▶ **What to produce**:
Please update the material below by changing every "thickest" to "widest", leaving everything else unchanged.

^^^^^^^^

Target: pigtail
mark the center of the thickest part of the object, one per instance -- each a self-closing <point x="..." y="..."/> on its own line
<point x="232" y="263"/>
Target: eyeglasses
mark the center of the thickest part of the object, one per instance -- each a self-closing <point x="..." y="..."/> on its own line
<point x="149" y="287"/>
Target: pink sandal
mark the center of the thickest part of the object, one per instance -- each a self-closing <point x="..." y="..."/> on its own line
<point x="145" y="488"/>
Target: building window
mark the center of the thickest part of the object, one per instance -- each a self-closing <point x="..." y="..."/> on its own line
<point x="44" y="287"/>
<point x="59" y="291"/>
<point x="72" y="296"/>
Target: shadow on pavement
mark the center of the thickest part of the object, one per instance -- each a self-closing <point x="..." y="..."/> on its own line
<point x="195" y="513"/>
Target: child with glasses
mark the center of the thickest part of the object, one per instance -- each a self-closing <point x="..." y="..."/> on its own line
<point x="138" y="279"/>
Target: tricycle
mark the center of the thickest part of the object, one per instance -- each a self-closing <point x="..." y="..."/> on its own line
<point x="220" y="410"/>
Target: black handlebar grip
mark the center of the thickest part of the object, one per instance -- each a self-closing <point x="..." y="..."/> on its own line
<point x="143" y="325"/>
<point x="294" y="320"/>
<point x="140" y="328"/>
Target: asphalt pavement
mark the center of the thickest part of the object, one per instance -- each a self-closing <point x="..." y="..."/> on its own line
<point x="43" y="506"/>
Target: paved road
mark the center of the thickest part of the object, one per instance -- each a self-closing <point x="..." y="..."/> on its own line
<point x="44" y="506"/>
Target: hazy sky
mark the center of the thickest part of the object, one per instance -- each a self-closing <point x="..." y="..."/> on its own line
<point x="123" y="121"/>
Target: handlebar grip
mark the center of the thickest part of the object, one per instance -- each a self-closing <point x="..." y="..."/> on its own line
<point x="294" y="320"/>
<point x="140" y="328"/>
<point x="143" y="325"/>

^^^^^^^^

▶ **Solved problem**:
Target: pigtail
mark the center of the widest part of the object, one per instance -- each a self-closing <point x="..." y="..."/> on its own line
<point x="232" y="263"/>
Target: eyeglasses
mark the center of the widest part of the object, one per instance -- each a self-closing <point x="..." y="..."/> on its own line
<point x="149" y="287"/>
Target: pink sandal
mark the center of the widest part of the object, one per instance -- each a self-closing <point x="..." y="..."/> on its own line
<point x="145" y="488"/>
Target: building window
mark the center of the widest part of the object, one per instance -- each a self-closing <point x="..." y="..."/> on its own line
<point x="44" y="287"/>
<point x="59" y="291"/>
<point x="72" y="296"/>
Target: shadow on pavement
mark the center of the widest part of the object, one per instance -- each a self-closing <point x="..." y="..."/> on its own line
<point x="195" y="513"/>
Target: child with glasses
mark the center of the widest part of the object, one per instance -- each a self-closing <point x="..." y="..."/> on its own line
<point x="138" y="279"/>
Target: tricycle
mark the center of the widest part of the object, one per instance -- each a self-closing <point x="..." y="..."/> on its own line
<point x="220" y="410"/>
Target: black handlebar grip
mark the center of the widest part of the object, one per instance -- each a self-closing <point x="..." y="..."/> on its own line
<point x="143" y="325"/>
<point x="294" y="320"/>
<point x="140" y="328"/>
Target: asphalt pavement
mark the center of the widest part of the object, one per instance -- each a self-closing <point x="..." y="..."/> on its own line
<point x="43" y="506"/>
Target: paved road
mark the center of the widest part of the object, one per instance -- each a self-closing <point x="..." y="..."/> on its own line
<point x="44" y="506"/>
Target: hazy sky
mark the center of the widest part of the object, one per instance -- each a self-closing <point x="..." y="..."/> on its own line
<point x="123" y="121"/>
Target: handlebar grip
mark the center of the widest part of the object, one per instance -- each a self-closing <point x="..." y="..."/> on its own line
<point x="294" y="320"/>
<point x="140" y="328"/>
<point x="143" y="325"/>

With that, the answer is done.